▶ _你的任务_:
• a. 根据这篇关于医药费负担的评论，回答下列问题。
(i) 李攀文的妻子每个月到县城透析多少次？
(ii) 医药费的报销比例是多少？
(iii) 因病无钱手术而自剖放出腹部积水的农妇多少岁？
• b. 请把这篇关于医药费负担的评论中从“入城治疗,之所以成为重庆能源”一直到“术,在家自己锯掉患病的右腿。”的全部内容重写一遍，并将其中的“目瞪口呆”换成“震惊不已”。
• c. 请从这篇关于医药费负担的评论最后一句之后接着往下续写。

▶ _所示文章_:
“妻子每个月到县城透析12次,医药费报销80%,自己还要支付3000多元,叫我们一家人怎么生活呀!”1月1日,重庆能源集团石壕煤矿掘进623队员工李攀文为妻子患大病,到市县大医院接受康复治疗的一连串琐事而叫苦,不是他一个人承受不了,已经影响到整个矿区数万名矿工家庭的生活情绪。(1月5日《工人日报》)
入城治疗,之所以成为重庆能源集团石壕煤矿掘进623队众多员工的不能承受之重,一个关键的因素在于,入城治疗的附加费用实在是太高太高了,更何况,今天的医药费,对于众多底层民众包括矿工在内,本身就已经是高得离谱。如果是遭遇一些重病大病,那更是苦不堪言。对底层民众而言,那高得离谱的医药费,已经酿成了许多惨不忍睹的悲剧。53岁的农妇吴远碧因病无钱手术,赌命挥刀自剖放出腹部积水。这一新闻的余波还没有完全平息,又一颗重磅炸弹让我们目瞪口呆,河北清苑县臧村镇农民郑艳良因没钱做手术,在家自己锯掉患病的右腿。

▶ _给定条目_:

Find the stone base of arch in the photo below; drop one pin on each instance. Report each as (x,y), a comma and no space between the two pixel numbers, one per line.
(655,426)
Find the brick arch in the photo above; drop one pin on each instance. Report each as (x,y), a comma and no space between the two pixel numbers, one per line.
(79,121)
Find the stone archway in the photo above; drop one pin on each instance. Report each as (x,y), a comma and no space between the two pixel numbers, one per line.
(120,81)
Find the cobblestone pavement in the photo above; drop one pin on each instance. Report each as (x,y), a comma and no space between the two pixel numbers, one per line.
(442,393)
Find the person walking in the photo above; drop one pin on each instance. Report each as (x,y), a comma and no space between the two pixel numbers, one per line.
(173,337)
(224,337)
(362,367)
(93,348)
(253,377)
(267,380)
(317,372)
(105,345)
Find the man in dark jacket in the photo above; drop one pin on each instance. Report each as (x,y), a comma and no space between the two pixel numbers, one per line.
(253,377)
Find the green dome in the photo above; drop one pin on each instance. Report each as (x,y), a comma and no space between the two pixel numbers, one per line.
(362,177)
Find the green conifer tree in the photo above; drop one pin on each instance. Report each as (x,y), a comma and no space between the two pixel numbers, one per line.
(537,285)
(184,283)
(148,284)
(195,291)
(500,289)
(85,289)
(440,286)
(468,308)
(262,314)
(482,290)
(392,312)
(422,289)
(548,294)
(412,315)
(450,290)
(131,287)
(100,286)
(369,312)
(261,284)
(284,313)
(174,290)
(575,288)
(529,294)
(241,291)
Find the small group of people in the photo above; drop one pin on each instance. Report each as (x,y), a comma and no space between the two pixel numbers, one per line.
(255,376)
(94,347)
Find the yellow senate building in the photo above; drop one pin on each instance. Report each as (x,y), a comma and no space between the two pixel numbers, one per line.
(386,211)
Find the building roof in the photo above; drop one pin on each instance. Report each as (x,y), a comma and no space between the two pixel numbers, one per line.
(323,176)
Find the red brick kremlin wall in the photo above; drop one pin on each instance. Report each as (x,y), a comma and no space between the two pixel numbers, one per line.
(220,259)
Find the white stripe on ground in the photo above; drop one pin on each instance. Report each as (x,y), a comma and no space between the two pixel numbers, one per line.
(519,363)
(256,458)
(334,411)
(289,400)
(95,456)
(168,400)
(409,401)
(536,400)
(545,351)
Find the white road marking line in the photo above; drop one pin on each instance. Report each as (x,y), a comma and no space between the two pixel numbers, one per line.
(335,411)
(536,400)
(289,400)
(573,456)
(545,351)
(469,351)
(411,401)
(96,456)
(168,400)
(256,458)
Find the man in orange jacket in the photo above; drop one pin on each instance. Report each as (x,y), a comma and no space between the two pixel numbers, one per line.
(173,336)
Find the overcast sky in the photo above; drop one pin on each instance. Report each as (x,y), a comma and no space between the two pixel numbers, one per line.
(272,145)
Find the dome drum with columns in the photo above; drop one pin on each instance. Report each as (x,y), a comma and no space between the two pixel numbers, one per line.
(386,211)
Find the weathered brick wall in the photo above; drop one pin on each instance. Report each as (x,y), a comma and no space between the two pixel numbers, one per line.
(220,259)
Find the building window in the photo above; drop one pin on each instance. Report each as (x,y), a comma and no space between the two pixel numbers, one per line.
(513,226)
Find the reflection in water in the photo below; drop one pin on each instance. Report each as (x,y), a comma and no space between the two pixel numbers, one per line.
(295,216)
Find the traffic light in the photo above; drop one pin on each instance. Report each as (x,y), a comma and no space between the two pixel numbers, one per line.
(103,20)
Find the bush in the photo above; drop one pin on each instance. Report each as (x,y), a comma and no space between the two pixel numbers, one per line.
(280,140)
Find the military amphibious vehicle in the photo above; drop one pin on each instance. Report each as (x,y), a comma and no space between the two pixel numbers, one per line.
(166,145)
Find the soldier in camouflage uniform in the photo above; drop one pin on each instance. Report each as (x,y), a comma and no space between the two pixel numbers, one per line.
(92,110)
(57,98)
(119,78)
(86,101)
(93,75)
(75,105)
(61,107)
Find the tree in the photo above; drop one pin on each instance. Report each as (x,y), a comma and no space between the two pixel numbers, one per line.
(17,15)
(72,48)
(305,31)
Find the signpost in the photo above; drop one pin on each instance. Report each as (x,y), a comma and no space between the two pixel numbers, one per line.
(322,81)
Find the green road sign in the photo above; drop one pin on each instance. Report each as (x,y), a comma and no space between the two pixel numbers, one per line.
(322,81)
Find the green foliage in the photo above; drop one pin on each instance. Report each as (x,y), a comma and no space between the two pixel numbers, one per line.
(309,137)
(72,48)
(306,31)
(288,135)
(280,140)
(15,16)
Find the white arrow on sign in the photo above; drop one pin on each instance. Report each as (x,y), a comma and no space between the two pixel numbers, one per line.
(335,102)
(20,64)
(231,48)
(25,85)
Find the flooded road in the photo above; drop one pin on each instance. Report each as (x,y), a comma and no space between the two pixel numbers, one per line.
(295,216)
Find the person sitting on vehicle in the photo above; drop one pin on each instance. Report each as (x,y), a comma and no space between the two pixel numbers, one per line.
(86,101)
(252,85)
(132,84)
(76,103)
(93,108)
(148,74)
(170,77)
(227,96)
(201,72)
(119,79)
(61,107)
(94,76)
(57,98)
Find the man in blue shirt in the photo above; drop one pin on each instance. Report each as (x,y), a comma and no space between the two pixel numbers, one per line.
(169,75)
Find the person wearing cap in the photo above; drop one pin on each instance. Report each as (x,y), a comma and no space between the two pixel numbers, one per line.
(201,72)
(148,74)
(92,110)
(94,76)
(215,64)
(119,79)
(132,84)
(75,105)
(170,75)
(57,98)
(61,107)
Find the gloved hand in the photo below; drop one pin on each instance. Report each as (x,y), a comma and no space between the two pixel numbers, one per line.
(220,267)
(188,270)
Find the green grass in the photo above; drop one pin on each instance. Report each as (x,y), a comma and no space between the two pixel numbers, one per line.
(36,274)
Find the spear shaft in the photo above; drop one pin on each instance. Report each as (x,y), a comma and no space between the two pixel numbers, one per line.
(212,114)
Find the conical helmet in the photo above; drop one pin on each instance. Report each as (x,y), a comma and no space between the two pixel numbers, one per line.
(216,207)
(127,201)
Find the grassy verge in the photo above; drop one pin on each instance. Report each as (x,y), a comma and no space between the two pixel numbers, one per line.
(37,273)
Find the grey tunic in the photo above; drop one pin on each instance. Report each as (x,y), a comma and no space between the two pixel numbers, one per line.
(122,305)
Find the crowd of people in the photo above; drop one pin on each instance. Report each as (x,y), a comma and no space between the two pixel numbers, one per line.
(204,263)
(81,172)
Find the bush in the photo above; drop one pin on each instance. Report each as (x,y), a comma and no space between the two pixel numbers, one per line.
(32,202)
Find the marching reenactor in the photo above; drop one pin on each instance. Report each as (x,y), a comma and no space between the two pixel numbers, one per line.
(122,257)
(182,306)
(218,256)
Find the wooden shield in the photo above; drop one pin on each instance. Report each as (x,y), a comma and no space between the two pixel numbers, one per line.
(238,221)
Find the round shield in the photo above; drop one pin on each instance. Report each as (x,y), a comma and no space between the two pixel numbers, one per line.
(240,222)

▶ _答案列表_:
• a.
(i) 12次。
(ii) 80%。
(iii) 53岁。

• b.
入城治疗,之所以成为重庆能源集团石壕煤矿掘进623队众多员工的不能承受之重,一个关键的因素在于,入城治疗的附加费用实在是太高太高了,更何况,今天的医药费,对于众多底层民众包括矿工在内,本身就已经是高得离谱。如果是遭遇一些重病大病,那更是苦不堪言。对底层民众而言,那高得离谱的医药费,已经酿成了许多惨不忍睹的悲剧。53岁的农妇吴远碧因病无钱手术,赌命挥刀自剖放出腹部积水。这一新闻的余波还没有完全平息,又一颗重磅炸弹让我们震惊不已,河北清苑县臧村镇农民郑艳良因没钱做手术,在家自己锯掉患病的右腿。

• c.
而这样的悲剧,显然不只是农民的遭遇,许多基层的工人,也同样面临着这样的困境。这方面,一名下岗工人的一句话,值得整个社会深思。对待知识分子的态度,标志着一个民族的文明程度;而对待工人农民的态度,则可考验这个民族的良心。这一句话,我们不敢说是百分之分的正确,但是,扪心自问,这类社会问题的屡屡发生,为什么非得让那些原本就已经生活得格外艰难的下岗工人或者是普通农民们买单?作为社会的最底层,他们的肩膀确实是够威够力,而如果将他们完全压垮,那可能就不只是良心层面就能够解决的了。
入城治疗,之所以成为重庆能源集团石壕煤矿掘进623队众多员工的不能承受之重,还在于,入城治疗的附加费用,更是成为压垮矿工的另一根稻草。以重庆能源集团松藻煤电7对矿井为例,发生在矿工家庭中的特种大病也不少,比如尿毒症、各种癌症和一些在村镇、企业医院难以治疗的疑难杂症也成上升趋势。一旦查出病因,只能到县级、市级以上的医院救治,往返交通费、家庭成员去护理的费用和住院期间的床位费都不能进入医保报销之列。或许,从政府职能部门的角度看,统一去县级甚至是市级以上医院救治,是为了更好地实施医疗改革措施,同时也可能更好地对报销手续予以监管,然而,因为没有考虑到矿工的现实生活。构建这一好的出发点的代价,却最终转嫁到最底层的矿工身上。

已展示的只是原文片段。